**YOUR GOAL:**
Would you write out these records line for line, with nothing changed?

═══ DATASET RECORDS ═══

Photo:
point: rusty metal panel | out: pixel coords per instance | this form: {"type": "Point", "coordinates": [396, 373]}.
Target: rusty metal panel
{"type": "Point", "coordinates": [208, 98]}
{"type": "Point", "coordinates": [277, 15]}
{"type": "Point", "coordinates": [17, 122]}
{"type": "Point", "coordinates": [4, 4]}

═══

**WORKED ANSWER:**
Photo:
point: rusty metal panel | out: pixel coords per instance | this form: {"type": "Point", "coordinates": [396, 373]}.
Target: rusty metal panel
{"type": "Point", "coordinates": [208, 98]}
{"type": "Point", "coordinates": [277, 15]}
{"type": "Point", "coordinates": [17, 122]}
{"type": "Point", "coordinates": [4, 4]}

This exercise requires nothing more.